## BEGIN EXCERPTED RECORDS

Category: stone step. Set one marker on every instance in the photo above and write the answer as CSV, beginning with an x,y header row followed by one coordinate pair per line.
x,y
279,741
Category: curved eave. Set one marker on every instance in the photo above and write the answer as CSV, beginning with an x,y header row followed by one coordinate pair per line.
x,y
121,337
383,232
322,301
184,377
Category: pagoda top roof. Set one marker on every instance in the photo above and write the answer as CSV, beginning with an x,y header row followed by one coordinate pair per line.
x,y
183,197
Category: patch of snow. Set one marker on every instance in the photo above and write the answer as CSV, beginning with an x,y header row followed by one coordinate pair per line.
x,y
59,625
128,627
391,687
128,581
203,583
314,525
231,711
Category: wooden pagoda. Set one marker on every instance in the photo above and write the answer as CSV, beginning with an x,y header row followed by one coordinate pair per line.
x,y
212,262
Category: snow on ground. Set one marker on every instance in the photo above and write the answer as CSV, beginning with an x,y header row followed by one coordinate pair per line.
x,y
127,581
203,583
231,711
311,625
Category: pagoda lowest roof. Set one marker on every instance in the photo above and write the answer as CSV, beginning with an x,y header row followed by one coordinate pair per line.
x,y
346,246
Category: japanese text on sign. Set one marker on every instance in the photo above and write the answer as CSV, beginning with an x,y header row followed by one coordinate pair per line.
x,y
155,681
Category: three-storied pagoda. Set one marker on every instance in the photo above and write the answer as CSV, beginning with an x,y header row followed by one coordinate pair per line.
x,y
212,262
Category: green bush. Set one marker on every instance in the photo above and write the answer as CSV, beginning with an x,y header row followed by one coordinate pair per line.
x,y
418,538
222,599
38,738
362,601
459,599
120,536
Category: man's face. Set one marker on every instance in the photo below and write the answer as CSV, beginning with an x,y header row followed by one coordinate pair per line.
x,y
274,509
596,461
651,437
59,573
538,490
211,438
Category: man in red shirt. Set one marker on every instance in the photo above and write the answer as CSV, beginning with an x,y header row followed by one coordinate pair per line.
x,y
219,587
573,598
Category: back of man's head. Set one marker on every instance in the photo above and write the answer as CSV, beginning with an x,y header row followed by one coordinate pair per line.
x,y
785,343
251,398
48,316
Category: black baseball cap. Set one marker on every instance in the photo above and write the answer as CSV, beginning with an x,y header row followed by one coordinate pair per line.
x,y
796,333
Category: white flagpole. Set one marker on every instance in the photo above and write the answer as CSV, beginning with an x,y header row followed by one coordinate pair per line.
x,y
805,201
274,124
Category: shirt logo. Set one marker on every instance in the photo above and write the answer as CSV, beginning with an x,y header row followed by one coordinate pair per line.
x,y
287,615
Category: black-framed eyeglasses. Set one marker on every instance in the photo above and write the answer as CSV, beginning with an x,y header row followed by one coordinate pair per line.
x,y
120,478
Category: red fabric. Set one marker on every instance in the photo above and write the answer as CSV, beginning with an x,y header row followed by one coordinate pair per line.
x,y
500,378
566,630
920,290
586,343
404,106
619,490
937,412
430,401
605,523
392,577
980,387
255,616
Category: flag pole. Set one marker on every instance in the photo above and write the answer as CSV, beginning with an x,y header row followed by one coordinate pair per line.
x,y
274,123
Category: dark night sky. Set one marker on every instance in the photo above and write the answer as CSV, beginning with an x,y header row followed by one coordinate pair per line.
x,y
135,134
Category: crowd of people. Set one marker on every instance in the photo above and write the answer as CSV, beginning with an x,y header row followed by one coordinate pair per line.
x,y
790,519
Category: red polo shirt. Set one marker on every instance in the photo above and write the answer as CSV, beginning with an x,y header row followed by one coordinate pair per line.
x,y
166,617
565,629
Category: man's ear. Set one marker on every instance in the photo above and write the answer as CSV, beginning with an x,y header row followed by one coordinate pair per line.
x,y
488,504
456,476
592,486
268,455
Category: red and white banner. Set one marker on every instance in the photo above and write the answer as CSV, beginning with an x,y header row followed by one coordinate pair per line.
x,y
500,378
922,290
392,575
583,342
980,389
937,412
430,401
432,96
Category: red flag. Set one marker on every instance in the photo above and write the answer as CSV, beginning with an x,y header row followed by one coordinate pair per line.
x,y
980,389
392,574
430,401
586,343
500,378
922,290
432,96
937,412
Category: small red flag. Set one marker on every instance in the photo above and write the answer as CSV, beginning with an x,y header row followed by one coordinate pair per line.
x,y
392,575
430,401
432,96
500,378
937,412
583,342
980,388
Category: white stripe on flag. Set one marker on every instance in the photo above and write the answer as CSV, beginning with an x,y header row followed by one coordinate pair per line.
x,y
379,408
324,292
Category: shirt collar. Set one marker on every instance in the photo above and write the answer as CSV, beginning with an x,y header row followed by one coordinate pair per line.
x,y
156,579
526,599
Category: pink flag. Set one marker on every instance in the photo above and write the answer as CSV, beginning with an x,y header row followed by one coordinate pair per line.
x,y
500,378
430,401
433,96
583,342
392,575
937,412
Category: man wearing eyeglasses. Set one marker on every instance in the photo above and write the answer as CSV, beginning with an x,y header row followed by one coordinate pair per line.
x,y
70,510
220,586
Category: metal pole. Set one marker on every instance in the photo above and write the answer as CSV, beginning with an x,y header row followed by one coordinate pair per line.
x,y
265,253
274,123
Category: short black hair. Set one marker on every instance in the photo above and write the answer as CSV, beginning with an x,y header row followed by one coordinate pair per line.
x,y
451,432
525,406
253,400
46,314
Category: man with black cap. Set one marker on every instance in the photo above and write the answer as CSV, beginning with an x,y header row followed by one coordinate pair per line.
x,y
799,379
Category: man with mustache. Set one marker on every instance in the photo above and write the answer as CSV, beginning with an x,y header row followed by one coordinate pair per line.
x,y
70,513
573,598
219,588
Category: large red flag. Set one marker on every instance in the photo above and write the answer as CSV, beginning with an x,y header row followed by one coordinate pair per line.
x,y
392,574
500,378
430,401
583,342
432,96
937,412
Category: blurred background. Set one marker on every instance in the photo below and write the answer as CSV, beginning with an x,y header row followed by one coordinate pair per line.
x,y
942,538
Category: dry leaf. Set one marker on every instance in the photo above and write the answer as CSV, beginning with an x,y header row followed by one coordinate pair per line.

## END EXCERPTED RECORDS

WRITTEN REQUEST:
Quote the lines of the listing above that run from the line with "Category: shirt collar." through its last line, both included, and nothing else.

CORRECT OUTPUT:
Category: shirt collar. Set one marker on every instance in the photo above and write the answer as CSV, beginning with an x,y header row followed by one coordinate pair per line.
x,y
156,579
526,599
Category: pink flag. Set one marker on every instance in the photo above and write the answer as CSV, beginning with an x,y header row followed by one coordinate pair per line.
x,y
500,378
430,401
433,96
583,342
392,575
937,412
Category: man wearing eyeglasses. Set one marker on every instance in the photo above and write the answer as CSV, beginning with an x,y header row followed by one coordinate pair per line.
x,y
70,510
220,586
Category: metal pole. Set one marker on every instance in the photo above and write the answer as CSV, beginning with an x,y header row followed by one coordinate pair per line.
x,y
265,253
274,123
Category: short black hair. Set one marker on every instance in the photo above and write the answer as CSV, beginning with an x,y header row followed by one coordinate pair per line.
x,y
451,432
525,406
253,400
46,314
Category: man with black cap. Set one marker on every instance in the photo above and write the answer as CSV, beginning with an x,y header row followed by one coordinate pair per line.
x,y
799,379
Category: man with mustache. Set one marker on every instance in the photo above and write the answer as CSV, beginning with an x,y header row followed by one coordinate pair per line.
x,y
70,513
573,598
219,588
Category: large red flag. Set one marker on every instance in the photo above and write the answer as CSV, beginning with an x,y header row followed by one coordinate pair per line.
x,y
392,574
500,378
430,401
583,342
432,96
937,412
Category: blurred background. Set one marker on every instance in the photo below and write the answer as CSV, beginning with an x,y header row followed by one coordinate pair per line.
x,y
942,538
Category: dry leaf. Set one marker on every instance in the photo above and write the answer as CSV, beginning with an x,y header row followed by one coordinate pair per line.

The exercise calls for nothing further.